RECORDS TO USE:
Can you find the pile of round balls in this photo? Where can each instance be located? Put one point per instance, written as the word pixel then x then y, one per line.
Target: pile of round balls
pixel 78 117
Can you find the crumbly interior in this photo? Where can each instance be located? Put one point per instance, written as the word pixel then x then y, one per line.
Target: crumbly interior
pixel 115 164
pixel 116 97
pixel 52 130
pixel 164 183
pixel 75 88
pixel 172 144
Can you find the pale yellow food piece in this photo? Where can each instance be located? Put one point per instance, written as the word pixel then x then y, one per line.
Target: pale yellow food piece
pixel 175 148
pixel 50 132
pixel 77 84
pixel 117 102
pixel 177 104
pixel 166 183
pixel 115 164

* * *

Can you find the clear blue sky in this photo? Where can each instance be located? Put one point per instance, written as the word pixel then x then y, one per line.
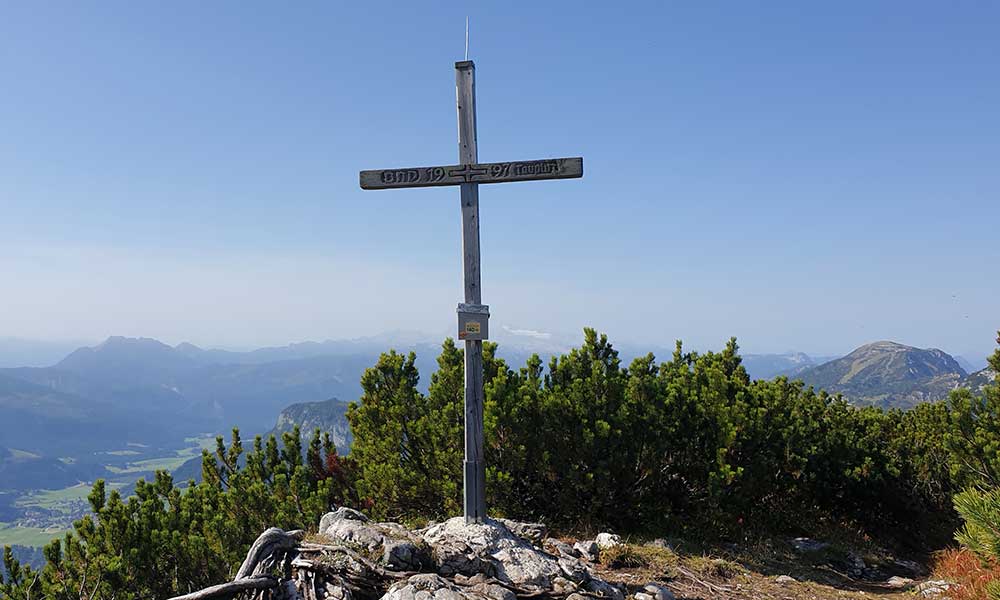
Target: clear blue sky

TASK OBJECTIVE: Rewrite the records above, starting at the line containing "Can you find the clear" and ending at the line containing "Target: clear blue sky", with "instance" changed to "occurrence" and everything else the same. Omit the picture from your version.

RESULT OF THIS EXERCISE:
Can you find the clear blue sky in this photo? Where can each occurrence be located? Put one point per occurrence, written as the word pixel then x then y, one per line.
Target: clear blue sky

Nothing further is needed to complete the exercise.